### [TEXT SHOWN]
Various suspected issues with the `absoluteURI` path in `DefaultRequest.getUri()` #1517

thomaslee · 2020-04-30T10:02:36Z

Below I differentiate between absoluteURI URIs (e.g. http://foo.com/path?bar=baz) and abs_path URIs (e.g. /path?bar=baz). These names were taken from the HTTP 1.1 spec.

The first time it's called for a given DefaultRequest instance, getUri() seems to either accept an abs_path URI unmodified or to convert an absoluteURI style URI into something resembling an abs_path. In the latter case it attempts to parse the absoluteURI using URI.create(rawUri) to separate the path, query and fragment components and then reconstructs the URI from those components.

There seems to be a few issues with aspects of this.

`URI.create(...)` rejects imperfectly encoded URLs

This one is hurting us the most because it's hard to work around, and it's also probably the most controversial point.

A client-side query string encoding bug is preventing a ratpack proxy from accepting requests with non-conformant query strings even though the backend service (and other proxies) can accept and process the exact same request when the ratpack proxy is bypassed.

The reason for this is if the absoluteURI is imperfectly encoded, URI.create(...) will throw and cause a HTTP 500 error. In our case, /some/path?foo={bar} would happily accepted by the backend service but causes a 500 in ratpack due to an IllegalArgumentException due to the unencoded {/} characters.

Such characters are strictly-speaking "not allowed" per the spec but are often happily accepted by HTTP servers. I think ratpack could loosen its URI parsing logic a little and allow these requests through to the backend to decide if they should be rejected or not.

(Data pulled from a collection)
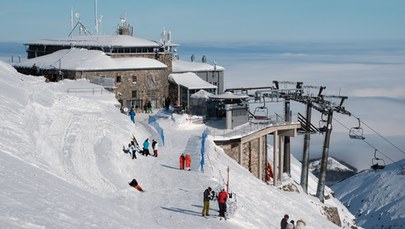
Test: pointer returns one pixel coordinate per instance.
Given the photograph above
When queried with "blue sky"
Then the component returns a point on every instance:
(211, 20)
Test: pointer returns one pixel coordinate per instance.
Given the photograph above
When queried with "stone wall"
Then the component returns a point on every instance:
(250, 154)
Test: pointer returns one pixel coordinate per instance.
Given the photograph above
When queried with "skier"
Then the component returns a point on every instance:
(300, 224)
(207, 197)
(182, 158)
(284, 222)
(135, 184)
(188, 161)
(154, 147)
(135, 150)
(222, 198)
(146, 147)
(132, 114)
(269, 173)
(131, 150)
(290, 225)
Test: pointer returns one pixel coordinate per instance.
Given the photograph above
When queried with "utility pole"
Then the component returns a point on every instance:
(324, 162)
(287, 151)
(305, 156)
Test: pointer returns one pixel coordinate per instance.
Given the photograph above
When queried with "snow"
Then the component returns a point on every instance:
(377, 198)
(228, 95)
(87, 60)
(332, 164)
(62, 166)
(201, 94)
(98, 40)
(190, 80)
(188, 66)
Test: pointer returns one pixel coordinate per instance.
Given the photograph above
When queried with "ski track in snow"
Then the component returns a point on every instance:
(64, 168)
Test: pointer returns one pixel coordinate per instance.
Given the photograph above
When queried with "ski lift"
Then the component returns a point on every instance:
(261, 113)
(356, 132)
(322, 124)
(377, 163)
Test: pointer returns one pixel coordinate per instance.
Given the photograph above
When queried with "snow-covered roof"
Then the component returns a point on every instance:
(83, 59)
(228, 95)
(98, 41)
(201, 94)
(188, 66)
(190, 80)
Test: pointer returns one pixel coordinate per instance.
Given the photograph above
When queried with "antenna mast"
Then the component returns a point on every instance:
(95, 16)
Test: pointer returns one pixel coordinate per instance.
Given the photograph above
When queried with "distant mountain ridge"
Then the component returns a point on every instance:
(336, 170)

### [TO BE DONE]
a. In the issue about DefaultRequest.getUri(), what HTTP error results when URI.create(...) throws on an imperfectly encoded absoluteURI?
b. Name the components that the issue about DefaultRequest.getUri() says are separated out when an absoluteURI is parsed.
c. Carry the issue about DefaultRequest.getUri() forward from its final sentence.

### [PER-TASK OUTPUTS]
a. An HTTP 500 error.

b. Path, query, fragment

c.
Bad encoding for `uri` when the input `absoluteURI` is correct

Sort of the "reverse" of the above issue: if URI.create(...) succeeds, getUri() will then try to reconstruct an abs_path-style URI from the absoluteURI it was given. It uses the decoded values for the query and fragment in the reconstructed abs_path. The resulting abs_path URI is not properly encoded as a result. This isn't causing trouble for us, but it's not hard to imagine how it might cause confusion.

This is trivially seen with a test containing percent-encoded characters. IMO the following two inputs should give the same output for uri, but that's not the case:

# correct
/a/b?foo=%7babcdef%7d -> /a/b?foo=%7babcdef%7d

# incorrect
http://example.com/a/b?foo=%7babcdef%7d -> /a/b?foo={abcdef}

Fragment "support" should probably be removed

A well-behaved client will not typically pass the fragment along to the server, but the absoluteURI path in getUri() will try to preserve the #fragment part of a URI for some reason. Adding tests for fragments seems to show that preserving the fragment will break things like getQuery and getPath anyway, so I question whether this support is well-vetted or valuable.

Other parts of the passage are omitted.